• _Problem_: Give back only the lines from the one with "of the advertising" through the last line of the data, exactly as they appear.

[Object pointing dataset rows]
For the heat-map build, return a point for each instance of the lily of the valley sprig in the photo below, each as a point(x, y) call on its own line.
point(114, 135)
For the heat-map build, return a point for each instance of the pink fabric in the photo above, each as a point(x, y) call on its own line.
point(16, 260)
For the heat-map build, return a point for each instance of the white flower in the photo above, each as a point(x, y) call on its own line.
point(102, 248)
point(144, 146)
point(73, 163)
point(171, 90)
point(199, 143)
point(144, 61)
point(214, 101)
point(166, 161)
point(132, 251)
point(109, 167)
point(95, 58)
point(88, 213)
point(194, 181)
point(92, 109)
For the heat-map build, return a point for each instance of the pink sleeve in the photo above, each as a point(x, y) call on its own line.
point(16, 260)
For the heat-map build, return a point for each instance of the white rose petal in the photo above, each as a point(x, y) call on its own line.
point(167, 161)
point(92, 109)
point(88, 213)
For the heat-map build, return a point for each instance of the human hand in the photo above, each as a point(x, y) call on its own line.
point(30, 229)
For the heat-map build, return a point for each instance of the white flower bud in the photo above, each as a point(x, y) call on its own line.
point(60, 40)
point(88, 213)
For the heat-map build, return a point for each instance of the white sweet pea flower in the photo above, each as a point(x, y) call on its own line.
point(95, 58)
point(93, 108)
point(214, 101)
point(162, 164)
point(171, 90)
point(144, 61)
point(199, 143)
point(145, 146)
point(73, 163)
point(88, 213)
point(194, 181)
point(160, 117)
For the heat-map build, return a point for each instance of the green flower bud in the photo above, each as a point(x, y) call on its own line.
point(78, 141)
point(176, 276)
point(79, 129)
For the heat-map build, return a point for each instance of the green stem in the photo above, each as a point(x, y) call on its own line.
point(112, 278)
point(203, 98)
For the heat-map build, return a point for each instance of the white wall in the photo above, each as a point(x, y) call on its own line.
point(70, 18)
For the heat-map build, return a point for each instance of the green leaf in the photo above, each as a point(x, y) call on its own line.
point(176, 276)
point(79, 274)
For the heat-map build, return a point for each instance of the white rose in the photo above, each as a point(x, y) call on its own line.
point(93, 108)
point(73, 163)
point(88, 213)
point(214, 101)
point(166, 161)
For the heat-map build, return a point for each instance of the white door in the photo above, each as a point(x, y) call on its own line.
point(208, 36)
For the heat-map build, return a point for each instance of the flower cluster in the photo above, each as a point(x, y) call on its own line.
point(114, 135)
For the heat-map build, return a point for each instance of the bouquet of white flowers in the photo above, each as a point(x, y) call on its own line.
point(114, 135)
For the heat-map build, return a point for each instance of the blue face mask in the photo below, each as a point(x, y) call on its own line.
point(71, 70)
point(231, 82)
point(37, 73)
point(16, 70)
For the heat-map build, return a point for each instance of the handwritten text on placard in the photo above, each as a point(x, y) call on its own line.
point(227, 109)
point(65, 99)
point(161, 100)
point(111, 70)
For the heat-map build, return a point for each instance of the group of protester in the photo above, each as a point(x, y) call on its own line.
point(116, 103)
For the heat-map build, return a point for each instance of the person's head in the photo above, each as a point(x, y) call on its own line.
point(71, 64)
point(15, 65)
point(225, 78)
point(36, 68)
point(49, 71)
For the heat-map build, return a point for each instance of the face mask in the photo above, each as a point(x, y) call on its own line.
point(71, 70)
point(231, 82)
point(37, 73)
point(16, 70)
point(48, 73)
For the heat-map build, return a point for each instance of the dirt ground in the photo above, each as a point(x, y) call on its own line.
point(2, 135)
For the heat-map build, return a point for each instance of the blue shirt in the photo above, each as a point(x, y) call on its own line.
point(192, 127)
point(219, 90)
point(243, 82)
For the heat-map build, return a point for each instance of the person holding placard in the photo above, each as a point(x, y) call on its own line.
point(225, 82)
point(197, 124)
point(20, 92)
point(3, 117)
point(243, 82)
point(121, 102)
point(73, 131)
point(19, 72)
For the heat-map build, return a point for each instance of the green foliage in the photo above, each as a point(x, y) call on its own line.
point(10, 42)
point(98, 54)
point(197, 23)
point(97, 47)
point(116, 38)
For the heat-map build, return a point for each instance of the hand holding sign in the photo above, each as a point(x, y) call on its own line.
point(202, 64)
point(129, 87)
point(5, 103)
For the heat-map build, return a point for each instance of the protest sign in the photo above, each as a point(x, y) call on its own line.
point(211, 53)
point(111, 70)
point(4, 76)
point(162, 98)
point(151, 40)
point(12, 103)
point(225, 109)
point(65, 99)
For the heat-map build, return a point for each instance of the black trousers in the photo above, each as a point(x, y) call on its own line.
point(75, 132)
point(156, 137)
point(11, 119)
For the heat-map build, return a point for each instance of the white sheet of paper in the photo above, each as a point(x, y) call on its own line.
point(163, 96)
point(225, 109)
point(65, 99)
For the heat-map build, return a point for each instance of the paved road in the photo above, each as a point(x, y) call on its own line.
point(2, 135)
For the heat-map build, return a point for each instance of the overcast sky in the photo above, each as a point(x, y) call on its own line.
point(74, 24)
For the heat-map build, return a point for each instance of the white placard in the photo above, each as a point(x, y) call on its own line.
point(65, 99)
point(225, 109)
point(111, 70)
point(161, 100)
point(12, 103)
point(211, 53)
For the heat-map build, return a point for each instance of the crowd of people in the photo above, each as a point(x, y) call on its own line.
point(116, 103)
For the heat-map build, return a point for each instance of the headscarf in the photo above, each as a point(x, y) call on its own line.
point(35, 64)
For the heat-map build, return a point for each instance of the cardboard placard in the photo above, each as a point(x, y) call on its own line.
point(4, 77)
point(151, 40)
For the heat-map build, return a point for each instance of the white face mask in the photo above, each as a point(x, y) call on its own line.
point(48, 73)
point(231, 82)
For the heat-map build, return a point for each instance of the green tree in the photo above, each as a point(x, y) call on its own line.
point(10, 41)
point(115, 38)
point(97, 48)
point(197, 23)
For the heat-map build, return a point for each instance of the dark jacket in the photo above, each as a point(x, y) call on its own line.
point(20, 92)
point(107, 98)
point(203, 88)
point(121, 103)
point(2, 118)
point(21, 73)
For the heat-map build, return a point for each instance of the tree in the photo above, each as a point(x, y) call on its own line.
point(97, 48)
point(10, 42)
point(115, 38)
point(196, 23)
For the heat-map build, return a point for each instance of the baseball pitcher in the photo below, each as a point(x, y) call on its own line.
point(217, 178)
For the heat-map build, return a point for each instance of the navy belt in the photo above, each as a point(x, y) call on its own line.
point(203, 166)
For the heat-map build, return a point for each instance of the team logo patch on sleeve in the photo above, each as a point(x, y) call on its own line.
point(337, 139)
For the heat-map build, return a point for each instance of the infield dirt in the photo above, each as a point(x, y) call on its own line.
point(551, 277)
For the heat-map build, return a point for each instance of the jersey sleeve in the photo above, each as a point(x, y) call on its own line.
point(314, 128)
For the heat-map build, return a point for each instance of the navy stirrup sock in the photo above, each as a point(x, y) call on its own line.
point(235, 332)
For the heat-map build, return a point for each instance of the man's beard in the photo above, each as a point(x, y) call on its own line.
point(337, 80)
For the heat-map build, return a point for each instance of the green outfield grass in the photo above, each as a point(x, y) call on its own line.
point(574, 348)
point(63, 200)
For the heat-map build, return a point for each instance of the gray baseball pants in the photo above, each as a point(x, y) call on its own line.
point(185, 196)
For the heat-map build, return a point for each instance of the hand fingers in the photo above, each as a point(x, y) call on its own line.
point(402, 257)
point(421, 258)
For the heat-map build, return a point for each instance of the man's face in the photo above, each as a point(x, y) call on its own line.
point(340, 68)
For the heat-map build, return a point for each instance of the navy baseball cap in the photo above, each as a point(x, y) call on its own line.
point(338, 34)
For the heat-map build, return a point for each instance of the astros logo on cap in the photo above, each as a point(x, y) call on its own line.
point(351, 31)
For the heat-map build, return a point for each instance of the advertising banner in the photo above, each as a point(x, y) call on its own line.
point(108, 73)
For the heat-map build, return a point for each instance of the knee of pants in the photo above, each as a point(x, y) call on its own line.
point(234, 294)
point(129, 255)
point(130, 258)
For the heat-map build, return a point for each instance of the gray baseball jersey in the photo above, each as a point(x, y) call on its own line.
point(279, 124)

• _Written solution_:
For the heat-map build, return a point for each instance of the advertising banner in the photo above, each as a point(x, y) call on its own line.
point(108, 73)
For the heat-map build, return a point for each instance of the knee of pants in the photo above, each as a point(x, y) call on its own line.
point(234, 294)
point(129, 255)
point(130, 258)
For the heat-map build, return a point for each instance of the gray baseball jersey in the photo above, each as a point(x, y) call on its own line.
point(279, 124)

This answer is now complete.